▶ [Short exercise]: Quote word for word the part of the private blockchain discussion below from "What's the point" to "stay in control?".

What's the point of a private blockchain? Who are you competing against with your hash rate? And if you are keeping it private to stay in control, why choose a technology designed to not let you stay in control?
I've heard buzz about "enterprise blockchains" several times, but I still don't understand what this brings that an authenticated REST service on top of an SQL database doesn't.
The value prop for private or consortium chains is significantly different than public blockchains.
The first point is that it's a shared database that allows organizations to co-operate, with a common view of the world meaning fewer integration points which are exponential as the number of participants grows.
The second point is that none of the individual parties has monopoly control of the "central" database meaning they can't extract excessive rent from the participants and exert political/corrupt influence on the network.
This is my favorite video explaining this and blockchains in general, and this aspect specifically which begins at 23:45 in. The sound is terrible, but definitely worth listening to.

▶ [Extracted material]:
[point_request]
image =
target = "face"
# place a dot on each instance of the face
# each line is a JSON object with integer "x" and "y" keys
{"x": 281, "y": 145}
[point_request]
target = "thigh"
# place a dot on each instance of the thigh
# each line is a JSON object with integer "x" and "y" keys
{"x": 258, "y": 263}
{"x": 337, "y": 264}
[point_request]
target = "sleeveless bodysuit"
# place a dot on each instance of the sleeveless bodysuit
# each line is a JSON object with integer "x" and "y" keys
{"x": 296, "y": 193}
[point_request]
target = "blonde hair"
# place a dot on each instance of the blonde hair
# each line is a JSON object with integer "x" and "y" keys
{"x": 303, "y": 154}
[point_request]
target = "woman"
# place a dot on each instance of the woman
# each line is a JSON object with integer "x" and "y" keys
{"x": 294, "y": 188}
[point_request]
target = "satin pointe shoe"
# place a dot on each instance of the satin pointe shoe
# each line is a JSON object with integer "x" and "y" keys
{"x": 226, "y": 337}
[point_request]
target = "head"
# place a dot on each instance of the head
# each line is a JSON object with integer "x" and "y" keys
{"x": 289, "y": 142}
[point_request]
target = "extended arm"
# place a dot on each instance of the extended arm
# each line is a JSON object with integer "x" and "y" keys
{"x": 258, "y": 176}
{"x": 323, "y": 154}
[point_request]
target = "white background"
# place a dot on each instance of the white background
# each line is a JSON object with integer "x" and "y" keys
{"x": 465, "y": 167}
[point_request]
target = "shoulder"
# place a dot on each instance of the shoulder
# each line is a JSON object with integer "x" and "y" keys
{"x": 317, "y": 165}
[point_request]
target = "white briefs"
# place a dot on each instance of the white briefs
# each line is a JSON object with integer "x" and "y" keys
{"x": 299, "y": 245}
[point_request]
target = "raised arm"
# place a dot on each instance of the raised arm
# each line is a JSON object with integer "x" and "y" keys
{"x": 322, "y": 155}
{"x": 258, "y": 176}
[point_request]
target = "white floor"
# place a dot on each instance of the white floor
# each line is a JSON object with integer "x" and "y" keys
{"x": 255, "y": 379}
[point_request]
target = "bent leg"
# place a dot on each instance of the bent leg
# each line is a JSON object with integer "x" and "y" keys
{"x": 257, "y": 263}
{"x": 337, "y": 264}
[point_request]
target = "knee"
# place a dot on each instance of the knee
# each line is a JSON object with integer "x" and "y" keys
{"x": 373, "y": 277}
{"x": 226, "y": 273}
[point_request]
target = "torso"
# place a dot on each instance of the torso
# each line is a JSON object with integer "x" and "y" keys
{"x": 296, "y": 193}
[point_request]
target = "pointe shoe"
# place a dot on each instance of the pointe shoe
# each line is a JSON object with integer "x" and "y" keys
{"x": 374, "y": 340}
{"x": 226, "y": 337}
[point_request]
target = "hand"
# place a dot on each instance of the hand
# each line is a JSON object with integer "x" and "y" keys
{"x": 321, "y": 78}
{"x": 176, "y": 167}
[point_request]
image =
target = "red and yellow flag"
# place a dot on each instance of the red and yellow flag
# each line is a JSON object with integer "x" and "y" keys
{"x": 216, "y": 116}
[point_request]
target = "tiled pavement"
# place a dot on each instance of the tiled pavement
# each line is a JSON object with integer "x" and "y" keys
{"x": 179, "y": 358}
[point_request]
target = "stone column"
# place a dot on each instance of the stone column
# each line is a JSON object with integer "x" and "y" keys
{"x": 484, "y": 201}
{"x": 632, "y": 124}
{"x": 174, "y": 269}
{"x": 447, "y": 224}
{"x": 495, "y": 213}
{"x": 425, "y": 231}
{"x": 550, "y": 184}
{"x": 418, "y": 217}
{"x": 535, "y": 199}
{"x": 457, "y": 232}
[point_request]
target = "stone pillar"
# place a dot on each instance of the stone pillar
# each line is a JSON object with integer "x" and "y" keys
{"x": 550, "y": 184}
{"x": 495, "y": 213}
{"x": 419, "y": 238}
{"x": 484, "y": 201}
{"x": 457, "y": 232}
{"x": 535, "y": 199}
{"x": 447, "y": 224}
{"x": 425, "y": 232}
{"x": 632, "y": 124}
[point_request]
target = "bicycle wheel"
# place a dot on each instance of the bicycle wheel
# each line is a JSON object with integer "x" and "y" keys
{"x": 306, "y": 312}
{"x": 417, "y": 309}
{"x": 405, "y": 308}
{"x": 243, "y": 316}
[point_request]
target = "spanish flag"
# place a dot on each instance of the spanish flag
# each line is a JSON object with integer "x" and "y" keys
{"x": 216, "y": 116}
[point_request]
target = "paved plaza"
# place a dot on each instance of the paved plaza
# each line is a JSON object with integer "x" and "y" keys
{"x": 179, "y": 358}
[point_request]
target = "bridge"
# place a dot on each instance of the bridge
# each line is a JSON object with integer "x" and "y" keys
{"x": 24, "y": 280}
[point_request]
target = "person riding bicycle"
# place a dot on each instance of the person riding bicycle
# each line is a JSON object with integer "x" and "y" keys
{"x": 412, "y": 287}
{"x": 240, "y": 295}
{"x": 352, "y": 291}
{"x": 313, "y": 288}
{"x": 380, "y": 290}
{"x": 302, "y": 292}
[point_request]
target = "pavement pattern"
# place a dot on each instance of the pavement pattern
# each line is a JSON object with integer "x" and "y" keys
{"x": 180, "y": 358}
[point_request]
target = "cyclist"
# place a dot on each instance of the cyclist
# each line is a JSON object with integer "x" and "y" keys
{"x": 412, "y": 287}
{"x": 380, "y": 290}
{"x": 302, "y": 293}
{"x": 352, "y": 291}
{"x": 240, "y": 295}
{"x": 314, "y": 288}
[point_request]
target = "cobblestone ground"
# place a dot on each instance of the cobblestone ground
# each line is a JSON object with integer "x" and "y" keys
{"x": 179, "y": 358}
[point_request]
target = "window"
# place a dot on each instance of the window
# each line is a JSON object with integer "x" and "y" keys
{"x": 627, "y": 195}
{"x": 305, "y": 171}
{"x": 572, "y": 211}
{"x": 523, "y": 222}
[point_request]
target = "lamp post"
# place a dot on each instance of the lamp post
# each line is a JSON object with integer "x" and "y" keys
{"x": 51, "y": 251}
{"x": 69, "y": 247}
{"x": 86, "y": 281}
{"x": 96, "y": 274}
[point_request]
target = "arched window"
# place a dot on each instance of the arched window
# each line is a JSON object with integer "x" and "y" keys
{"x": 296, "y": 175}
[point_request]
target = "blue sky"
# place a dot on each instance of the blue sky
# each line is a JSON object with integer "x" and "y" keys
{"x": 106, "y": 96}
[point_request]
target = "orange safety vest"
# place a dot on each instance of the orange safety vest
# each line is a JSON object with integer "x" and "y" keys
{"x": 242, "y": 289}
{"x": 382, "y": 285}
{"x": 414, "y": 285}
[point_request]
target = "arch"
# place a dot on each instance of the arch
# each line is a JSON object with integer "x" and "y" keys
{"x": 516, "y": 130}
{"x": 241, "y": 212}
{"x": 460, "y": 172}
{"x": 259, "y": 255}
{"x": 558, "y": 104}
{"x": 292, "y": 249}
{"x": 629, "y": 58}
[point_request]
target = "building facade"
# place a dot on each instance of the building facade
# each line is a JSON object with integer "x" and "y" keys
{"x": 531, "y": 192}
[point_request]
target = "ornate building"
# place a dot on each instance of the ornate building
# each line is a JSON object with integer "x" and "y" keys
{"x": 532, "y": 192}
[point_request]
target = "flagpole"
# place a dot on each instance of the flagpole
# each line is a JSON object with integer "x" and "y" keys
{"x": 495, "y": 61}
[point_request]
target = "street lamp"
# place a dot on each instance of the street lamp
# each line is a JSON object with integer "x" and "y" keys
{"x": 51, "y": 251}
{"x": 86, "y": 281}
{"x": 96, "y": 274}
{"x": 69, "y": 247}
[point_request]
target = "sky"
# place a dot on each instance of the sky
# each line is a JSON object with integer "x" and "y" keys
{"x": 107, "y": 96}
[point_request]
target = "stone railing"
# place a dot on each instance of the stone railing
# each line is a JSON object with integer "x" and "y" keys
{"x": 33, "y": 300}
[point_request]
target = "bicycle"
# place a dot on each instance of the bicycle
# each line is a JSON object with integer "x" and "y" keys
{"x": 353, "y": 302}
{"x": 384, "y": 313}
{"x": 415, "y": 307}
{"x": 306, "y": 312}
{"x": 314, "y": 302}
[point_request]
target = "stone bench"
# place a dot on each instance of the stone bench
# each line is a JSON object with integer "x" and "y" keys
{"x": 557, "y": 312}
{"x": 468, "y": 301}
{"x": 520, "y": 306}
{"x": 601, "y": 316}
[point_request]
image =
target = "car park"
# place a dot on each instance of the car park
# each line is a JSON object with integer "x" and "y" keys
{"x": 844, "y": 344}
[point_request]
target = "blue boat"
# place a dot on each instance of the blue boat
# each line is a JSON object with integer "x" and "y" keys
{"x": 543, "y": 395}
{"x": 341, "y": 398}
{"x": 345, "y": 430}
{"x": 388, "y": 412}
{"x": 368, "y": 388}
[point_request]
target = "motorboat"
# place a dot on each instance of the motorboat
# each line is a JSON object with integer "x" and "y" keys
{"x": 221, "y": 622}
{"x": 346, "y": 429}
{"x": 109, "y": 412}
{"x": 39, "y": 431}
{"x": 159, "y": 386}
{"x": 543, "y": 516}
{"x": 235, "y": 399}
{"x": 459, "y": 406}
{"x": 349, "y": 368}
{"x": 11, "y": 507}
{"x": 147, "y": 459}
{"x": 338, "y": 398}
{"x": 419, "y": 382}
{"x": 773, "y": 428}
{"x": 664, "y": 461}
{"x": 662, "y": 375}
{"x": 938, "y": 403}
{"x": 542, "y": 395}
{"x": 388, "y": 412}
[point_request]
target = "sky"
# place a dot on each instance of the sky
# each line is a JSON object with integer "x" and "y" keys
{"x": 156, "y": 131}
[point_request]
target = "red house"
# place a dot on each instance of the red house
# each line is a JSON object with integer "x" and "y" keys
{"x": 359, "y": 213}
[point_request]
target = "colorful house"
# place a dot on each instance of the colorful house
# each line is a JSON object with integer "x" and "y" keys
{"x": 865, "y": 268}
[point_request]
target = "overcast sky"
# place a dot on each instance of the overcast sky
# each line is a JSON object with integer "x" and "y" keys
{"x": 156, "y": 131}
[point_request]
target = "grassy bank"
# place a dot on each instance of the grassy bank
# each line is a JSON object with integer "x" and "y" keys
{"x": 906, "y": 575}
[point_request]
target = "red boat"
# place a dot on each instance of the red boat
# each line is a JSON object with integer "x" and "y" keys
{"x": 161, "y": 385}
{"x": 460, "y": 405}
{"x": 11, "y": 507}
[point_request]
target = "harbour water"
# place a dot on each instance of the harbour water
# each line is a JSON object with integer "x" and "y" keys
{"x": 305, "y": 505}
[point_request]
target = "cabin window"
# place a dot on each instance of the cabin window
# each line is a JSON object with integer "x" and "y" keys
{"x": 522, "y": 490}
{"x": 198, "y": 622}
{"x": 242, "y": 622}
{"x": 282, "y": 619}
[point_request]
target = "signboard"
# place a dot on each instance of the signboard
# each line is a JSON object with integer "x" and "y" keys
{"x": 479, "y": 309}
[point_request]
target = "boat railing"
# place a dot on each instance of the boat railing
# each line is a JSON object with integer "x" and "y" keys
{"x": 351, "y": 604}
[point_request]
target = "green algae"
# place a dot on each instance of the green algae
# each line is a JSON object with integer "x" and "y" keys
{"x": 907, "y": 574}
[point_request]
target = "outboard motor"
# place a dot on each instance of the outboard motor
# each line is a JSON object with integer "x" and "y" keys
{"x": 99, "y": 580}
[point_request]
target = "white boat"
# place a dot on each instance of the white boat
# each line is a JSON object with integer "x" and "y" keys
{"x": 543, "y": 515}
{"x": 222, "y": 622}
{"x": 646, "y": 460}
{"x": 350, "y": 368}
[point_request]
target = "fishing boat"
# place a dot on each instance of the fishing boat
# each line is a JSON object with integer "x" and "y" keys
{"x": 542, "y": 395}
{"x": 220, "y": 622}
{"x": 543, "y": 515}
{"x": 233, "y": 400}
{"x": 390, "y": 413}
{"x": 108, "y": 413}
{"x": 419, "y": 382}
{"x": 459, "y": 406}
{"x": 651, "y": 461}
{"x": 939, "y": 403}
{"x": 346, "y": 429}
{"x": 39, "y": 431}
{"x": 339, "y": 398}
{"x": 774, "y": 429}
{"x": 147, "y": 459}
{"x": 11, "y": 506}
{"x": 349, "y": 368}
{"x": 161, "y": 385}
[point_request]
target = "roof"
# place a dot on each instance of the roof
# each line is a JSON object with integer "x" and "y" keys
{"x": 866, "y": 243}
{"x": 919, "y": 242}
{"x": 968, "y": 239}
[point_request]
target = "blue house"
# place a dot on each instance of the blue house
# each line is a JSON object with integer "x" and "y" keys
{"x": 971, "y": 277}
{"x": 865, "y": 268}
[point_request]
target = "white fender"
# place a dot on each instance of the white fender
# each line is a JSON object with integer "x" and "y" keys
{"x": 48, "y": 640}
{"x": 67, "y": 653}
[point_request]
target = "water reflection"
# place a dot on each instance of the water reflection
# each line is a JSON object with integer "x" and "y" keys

▶ [Exercise result]:
What's the point of a private blockchain? Who are you competing against with your hash rate? And if you are keeping it private to stay in control, why choose a technology designed to not let you stay in control?